Source extract Start Marker

Interlocking investigator research interests combined with a community culture that promotes synergy, as opposed to direct competition, are additional factors that can help facilitate local research environment success. Interlocking research interests among local investigators can enhance engagement and interest among investigators in each other’s work. For example, PIs focused on different aspects of cancer may be able to both contribute to and benefit from cancer work of common interest being done by adjacent colleagues, often bringing complementary expertise to bear on challenges of interest. A happy medium somewhere between a perfect overlap of community PI interests and a complete unrelatedness of research foci is helpful in this regard, however, to forestall both direct competition and disengagement, respectively. A culture where synergy is expected and potentially destructive competition is unacceptable to all PIs may be particularly important in promoting an atmosphere of trust that enables intellectual sharing and synergy among members of the local research community. Younger investigators, who may be particularly vulnerable to damage from direct local competition, may benefit most from a culture of generous synergy, although we suggest that such a culture can benefit all who participate in it. Clear PI adherence to norms of synergy, transparency, and local collaboration is particularly helpful in preserving a positively interacting culture in those inevitable situations where experimentalists in different groups arrive at a similar result or develop a similar new methodology that could lead to direct intracommunity competition. Shared general interests and a high-trust culture of synergy are therefore a potentially important component of a successful local research community.

Source extract End Marker

▶ [Exercise brief] Continue the passage on synergy in local research communities from its last sentence. The data after this has nothing to do with the task.

Supplied data Start Marker

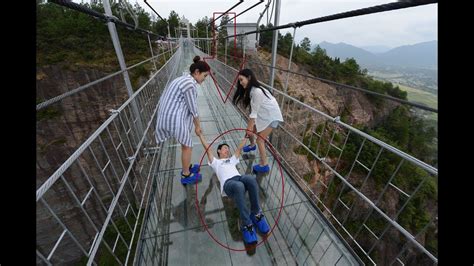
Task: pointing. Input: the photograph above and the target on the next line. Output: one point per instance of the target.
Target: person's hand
(198, 131)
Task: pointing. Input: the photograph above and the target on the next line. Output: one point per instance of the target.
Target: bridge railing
(369, 191)
(92, 206)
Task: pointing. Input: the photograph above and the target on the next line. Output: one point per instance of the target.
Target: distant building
(250, 41)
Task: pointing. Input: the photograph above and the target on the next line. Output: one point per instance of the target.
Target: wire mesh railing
(92, 206)
(381, 200)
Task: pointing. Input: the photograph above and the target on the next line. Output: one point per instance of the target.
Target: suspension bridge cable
(228, 10)
(261, 1)
(91, 12)
(154, 11)
(340, 85)
(353, 13)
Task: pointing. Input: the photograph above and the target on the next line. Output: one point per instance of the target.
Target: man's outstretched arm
(206, 146)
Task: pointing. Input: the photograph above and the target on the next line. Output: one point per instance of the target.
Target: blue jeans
(235, 188)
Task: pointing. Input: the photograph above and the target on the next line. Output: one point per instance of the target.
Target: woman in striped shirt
(264, 116)
(177, 112)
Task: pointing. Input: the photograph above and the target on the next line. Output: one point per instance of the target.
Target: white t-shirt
(225, 169)
(265, 109)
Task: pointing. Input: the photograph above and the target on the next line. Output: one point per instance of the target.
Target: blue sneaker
(261, 169)
(194, 168)
(260, 222)
(249, 235)
(249, 148)
(193, 178)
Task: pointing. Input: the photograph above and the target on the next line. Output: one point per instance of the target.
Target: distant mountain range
(420, 55)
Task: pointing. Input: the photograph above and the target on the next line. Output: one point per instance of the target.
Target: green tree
(173, 21)
(306, 44)
(265, 39)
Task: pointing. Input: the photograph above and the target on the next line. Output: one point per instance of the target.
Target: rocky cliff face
(60, 130)
(354, 108)
(333, 101)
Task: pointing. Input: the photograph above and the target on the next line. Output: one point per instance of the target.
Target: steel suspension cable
(353, 13)
(91, 12)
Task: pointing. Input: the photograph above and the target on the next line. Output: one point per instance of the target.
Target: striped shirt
(177, 107)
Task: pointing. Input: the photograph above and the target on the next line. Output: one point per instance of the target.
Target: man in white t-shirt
(234, 186)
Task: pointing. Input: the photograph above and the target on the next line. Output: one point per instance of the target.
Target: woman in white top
(264, 115)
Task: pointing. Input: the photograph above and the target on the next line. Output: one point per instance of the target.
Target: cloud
(391, 28)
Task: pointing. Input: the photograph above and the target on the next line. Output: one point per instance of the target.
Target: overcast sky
(391, 28)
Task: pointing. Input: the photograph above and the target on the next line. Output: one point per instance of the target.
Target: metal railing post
(275, 42)
(123, 66)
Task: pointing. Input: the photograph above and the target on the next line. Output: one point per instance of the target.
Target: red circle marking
(282, 194)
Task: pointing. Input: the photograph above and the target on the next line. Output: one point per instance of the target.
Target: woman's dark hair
(244, 94)
(219, 148)
(200, 65)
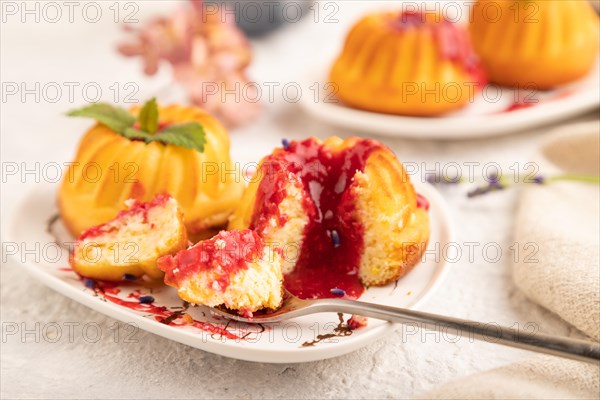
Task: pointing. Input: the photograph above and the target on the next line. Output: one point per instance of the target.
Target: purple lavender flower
(494, 184)
(335, 238)
(540, 180)
(444, 180)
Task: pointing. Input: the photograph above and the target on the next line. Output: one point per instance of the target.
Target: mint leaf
(148, 117)
(190, 135)
(115, 118)
(132, 133)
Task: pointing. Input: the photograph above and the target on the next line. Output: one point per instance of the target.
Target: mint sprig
(115, 118)
(190, 135)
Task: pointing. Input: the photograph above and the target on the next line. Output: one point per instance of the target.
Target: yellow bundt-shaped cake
(533, 43)
(343, 212)
(110, 168)
(407, 63)
(234, 269)
(130, 244)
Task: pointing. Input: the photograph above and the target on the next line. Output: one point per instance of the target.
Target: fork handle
(574, 349)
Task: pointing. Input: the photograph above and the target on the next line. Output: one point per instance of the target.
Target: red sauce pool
(333, 239)
(136, 208)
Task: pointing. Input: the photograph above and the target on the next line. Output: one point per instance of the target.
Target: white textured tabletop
(38, 365)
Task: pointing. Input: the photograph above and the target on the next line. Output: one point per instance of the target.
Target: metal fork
(293, 307)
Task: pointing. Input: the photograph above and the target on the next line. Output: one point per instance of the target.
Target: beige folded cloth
(563, 219)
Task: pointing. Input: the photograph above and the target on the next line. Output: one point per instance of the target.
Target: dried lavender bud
(335, 238)
(89, 283)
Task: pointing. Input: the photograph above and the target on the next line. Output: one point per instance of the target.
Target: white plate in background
(485, 116)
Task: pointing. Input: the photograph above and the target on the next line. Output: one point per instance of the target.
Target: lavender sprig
(495, 183)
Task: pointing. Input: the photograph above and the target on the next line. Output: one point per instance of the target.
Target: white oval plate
(480, 118)
(280, 343)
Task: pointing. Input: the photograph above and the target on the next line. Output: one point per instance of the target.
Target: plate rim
(441, 128)
(232, 349)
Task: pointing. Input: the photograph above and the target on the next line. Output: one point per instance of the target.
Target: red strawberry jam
(333, 239)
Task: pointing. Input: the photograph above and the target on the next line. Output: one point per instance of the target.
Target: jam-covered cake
(343, 212)
(234, 268)
(408, 63)
(130, 244)
(535, 43)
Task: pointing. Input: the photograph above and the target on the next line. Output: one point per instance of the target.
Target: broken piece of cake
(131, 243)
(235, 269)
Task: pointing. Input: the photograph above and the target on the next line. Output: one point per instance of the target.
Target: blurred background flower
(209, 56)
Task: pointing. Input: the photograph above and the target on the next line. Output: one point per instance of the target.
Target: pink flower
(209, 55)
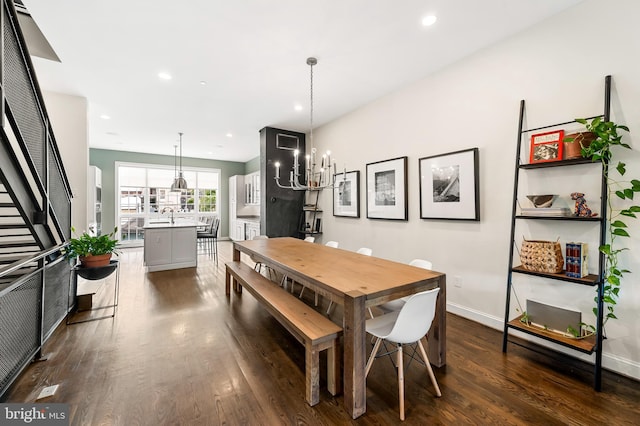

Supplied data End Marker

▶ [Result of this task]
We note here that a critical mass of investigators and trainees, research space configured to promote interaction, a focus on technical innovation, collaboration with fundamental scientists as well as patient-centric investigators, interlocking investigator research interests, and a community culture that promotes synergy may all help foster local research environment health. As noted, these features are identified based on the subjective impressions of the co-authors. It is our hope that this perspective will help stimulate systematic work designed to quantitatively characterize the impact of these features, as well as additional elements, that contribute to an effective local research environment.